■ **Request**
Could you lay out the records from the start through the line containing "[523,50,571,225]" as a two-column CSV with columns named "text" and "answer"? Use one row per record, and put each value in a single quoted field with its line breaks replaced by spaces.

■ **Record list**
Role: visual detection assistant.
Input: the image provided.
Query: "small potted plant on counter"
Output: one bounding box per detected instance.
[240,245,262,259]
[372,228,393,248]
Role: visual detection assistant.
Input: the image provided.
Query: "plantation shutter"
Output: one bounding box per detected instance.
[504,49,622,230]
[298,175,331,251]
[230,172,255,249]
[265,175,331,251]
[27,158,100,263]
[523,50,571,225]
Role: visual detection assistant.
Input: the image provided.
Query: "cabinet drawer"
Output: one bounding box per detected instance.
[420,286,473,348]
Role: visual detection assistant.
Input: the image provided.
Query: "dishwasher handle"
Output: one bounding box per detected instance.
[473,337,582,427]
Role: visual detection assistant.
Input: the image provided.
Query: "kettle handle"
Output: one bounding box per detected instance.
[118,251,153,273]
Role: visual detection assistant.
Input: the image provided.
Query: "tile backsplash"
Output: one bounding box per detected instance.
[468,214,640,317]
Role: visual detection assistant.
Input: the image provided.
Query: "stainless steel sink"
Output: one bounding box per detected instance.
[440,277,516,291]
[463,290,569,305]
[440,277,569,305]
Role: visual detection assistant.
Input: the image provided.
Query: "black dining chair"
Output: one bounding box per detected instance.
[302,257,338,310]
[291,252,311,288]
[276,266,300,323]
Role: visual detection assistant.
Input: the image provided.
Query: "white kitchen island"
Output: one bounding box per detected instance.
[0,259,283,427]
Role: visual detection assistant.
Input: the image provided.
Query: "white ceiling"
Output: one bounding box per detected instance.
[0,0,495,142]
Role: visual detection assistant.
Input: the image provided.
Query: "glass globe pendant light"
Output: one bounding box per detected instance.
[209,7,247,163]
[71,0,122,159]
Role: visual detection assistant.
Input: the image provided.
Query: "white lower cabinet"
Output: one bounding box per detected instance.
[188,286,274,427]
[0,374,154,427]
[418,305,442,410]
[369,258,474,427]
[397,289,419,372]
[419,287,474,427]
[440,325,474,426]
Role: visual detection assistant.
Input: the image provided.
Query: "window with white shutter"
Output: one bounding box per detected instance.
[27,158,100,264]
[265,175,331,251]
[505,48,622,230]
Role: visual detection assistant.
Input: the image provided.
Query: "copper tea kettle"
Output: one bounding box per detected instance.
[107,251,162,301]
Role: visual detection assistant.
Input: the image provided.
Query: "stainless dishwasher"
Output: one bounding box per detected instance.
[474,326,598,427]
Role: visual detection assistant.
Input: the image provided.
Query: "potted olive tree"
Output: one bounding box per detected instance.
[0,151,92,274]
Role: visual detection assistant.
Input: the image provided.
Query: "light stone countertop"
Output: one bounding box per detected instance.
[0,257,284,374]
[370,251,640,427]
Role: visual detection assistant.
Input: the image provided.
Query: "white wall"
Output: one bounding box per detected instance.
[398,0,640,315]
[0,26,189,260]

■ **Solution for this problem**
text,answer
"Role: visual detection assistant. Input: the image provided. Query: ""small potted plant on counter"" Output: one bounding box per detected instance.","[240,245,262,259] [372,228,393,248]"
"Role: visual detection assistant. Input: the image provided. Query: ""plantation shutter"" Output: one bounding box per detected instance.","[504,49,622,230] [298,175,331,251] [230,172,255,249] [265,175,331,251] [27,158,100,263] [523,50,571,225]"